What is being asked ->
Here is a block of records. Copy every one of them exactly.

-------- Provided entries --------

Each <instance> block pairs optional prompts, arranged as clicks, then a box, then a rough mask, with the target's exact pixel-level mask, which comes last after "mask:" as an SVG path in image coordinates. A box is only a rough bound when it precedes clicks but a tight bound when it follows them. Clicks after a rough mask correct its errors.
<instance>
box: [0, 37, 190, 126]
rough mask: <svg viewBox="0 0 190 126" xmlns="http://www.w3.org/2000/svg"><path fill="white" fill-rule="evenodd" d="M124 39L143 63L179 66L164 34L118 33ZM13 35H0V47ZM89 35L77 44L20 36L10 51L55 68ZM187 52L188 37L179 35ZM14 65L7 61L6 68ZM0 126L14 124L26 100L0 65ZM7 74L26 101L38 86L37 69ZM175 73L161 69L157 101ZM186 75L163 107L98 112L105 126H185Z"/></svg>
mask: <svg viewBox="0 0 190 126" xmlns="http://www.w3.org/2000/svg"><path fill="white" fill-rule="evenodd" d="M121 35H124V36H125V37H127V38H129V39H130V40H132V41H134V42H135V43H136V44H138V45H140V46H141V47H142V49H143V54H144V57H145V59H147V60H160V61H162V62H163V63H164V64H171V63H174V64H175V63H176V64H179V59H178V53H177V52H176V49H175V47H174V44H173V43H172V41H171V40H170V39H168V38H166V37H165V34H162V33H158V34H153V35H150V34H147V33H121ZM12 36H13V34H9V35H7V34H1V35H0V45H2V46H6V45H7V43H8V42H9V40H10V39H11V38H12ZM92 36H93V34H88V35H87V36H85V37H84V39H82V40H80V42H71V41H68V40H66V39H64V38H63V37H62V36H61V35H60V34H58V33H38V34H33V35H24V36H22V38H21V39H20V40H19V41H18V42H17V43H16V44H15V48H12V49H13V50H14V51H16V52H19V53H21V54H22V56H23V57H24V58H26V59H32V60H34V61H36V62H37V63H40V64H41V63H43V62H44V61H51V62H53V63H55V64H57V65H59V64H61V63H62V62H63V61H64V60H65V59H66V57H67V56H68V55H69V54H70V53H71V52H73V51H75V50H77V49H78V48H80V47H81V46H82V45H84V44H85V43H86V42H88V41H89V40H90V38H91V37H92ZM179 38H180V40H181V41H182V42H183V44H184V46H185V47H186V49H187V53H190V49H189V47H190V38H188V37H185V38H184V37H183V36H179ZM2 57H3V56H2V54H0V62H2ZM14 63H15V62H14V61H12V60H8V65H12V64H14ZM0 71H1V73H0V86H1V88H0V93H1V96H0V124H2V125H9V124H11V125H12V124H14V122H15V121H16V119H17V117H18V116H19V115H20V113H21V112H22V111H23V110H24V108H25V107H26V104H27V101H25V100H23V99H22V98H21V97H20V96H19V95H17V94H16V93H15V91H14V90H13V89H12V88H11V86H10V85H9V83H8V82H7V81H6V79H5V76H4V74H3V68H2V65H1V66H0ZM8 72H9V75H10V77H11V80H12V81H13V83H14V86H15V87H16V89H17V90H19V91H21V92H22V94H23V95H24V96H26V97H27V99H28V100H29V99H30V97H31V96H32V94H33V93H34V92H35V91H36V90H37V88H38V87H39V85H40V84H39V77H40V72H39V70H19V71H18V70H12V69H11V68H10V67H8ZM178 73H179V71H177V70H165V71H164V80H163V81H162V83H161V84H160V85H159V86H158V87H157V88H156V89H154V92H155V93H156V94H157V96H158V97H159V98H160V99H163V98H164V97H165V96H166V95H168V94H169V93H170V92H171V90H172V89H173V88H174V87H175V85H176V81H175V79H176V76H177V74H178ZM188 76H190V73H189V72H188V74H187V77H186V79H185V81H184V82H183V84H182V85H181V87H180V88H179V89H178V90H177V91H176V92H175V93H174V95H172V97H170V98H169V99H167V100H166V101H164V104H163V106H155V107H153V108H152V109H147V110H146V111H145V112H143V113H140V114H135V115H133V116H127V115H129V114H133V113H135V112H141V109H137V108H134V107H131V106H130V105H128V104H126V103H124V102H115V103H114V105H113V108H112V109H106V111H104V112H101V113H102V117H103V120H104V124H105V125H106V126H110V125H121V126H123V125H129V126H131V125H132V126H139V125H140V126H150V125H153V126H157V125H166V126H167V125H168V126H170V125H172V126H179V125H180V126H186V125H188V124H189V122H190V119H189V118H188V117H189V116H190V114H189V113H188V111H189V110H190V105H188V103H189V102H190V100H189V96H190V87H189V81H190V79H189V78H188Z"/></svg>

--------

Task result ->
Each <instance> block pairs optional prompts, arranged as clicks, then a box, then a rough mask, with the target's exact pixel-level mask, which comes last after "mask:" as an SVG path in image coordinates. A box is only a rough bound when it precedes clicks but a tight bound when it follows them. Clicks after a rough mask correct its errors.
<instance>
box: [0, 37, 190, 126]
rough mask: <svg viewBox="0 0 190 126" xmlns="http://www.w3.org/2000/svg"><path fill="white" fill-rule="evenodd" d="M124 39L143 63L179 66L164 34L118 33ZM13 35H0V47ZM89 35L77 44L20 36L10 51L55 68ZM187 52L188 37L179 35ZM14 65L7 61L6 68ZM0 126L14 124L26 100L0 65ZM7 74L26 101L38 86L37 69ZM175 73L161 69L157 101ZM186 75L163 107L98 112L105 126H185Z"/></svg>
mask: <svg viewBox="0 0 190 126" xmlns="http://www.w3.org/2000/svg"><path fill="white" fill-rule="evenodd" d="M121 35H124V36H125V37H127V38H129V39H130V40H132V41H134V42H135V43H136V44H138V45H140V46H141V47H142V49H143V54H144V57H145V59H147V60H160V61H162V62H163V63H164V64H171V63H174V64H175V63H176V64H179V59H178V53H177V52H176V49H175V47H174V44H173V43H172V41H171V40H170V39H168V38H166V37H165V34H162V33H158V34H153V35H150V34H147V33H121ZM12 36H13V34H9V35H7V34H1V35H0V45H2V46H6V45H7V43H8V42H9V40H10V39H11V38H12ZM92 36H93V34H88V35H87V36H85V37H84V39H82V40H80V42H71V41H68V40H66V39H64V38H63V37H62V36H61V35H60V34H58V33H38V34H33V35H24V36H22V38H21V39H20V40H19V41H18V42H17V43H16V44H15V48H12V49H13V50H14V51H16V52H19V53H21V54H22V56H23V57H24V58H26V59H32V60H34V61H36V62H37V63H40V64H41V63H43V62H44V61H51V62H53V63H55V64H57V65H59V64H61V63H62V62H63V61H64V60H65V59H66V57H67V56H68V55H69V54H70V53H71V52H73V51H75V50H77V49H78V48H80V47H81V46H82V45H84V44H85V43H86V42H88V41H89V40H90V38H91V37H92ZM179 38H180V40H181V41H182V42H183V44H184V46H185V47H186V49H187V53H190V49H189V47H190V38H188V37H185V38H184V37H183V36H179ZM2 57H3V56H2V54H0V62H2ZM14 63H15V62H14V61H12V60H8V65H12V64H14ZM0 71H1V73H0V86H1V88H0V93H1V96H0V124H2V125H9V124H11V125H12V124H14V122H15V121H16V119H17V117H18V116H19V115H20V113H21V112H22V111H23V110H24V108H25V107H26V104H27V101H25V100H23V99H22V98H21V97H20V96H19V95H17V94H16V93H15V91H14V90H13V89H12V88H11V86H10V85H9V83H8V82H7V81H6V79H5V76H4V74H3V68H2V65H1V66H0ZM8 72H9V75H10V77H11V80H12V81H13V83H14V86H15V87H16V89H17V90H19V91H21V92H22V94H23V95H24V96H26V97H27V99H28V100H29V99H30V97H31V96H32V94H33V93H34V92H35V91H36V90H37V88H38V87H39V85H40V84H39V77H40V72H39V70H19V71H18V70H12V69H11V68H10V67H8ZM178 73H179V71H177V70H165V71H164V80H163V81H162V83H161V84H160V85H159V86H158V87H157V88H156V89H154V92H155V93H156V94H157V96H158V97H159V98H160V99H163V98H164V97H165V96H166V95H168V94H169V93H170V92H171V90H172V89H173V88H174V87H175V85H176V81H175V79H176V76H177V74H178ZM188 76H190V73H189V72H188V74H187V77H186V79H185V81H184V82H183V84H182V85H181V87H180V88H179V89H178V90H177V91H176V92H175V93H174V95H172V97H170V98H169V99H167V100H166V101H164V104H163V106H155V107H153V108H152V109H147V110H146V111H145V112H143V113H140V114H135V115H133V116H127V115H129V114H133V113H135V112H141V109H137V108H134V107H131V106H130V105H128V104H126V103H124V102H115V103H114V105H113V108H112V109H106V111H104V112H101V113H102V117H103V120H104V124H105V125H106V126H110V125H121V126H123V125H129V126H131V125H132V126H139V125H140V126H150V125H153V126H157V125H166V126H167V125H168V126H170V125H172V126H179V125H180V126H186V125H188V124H189V122H190V119H189V118H188V117H189V116H190V114H189V113H188V111H189V110H190V105H188V103H189V102H190V100H189V96H190V87H189V81H190V79H189V78H188Z"/></svg>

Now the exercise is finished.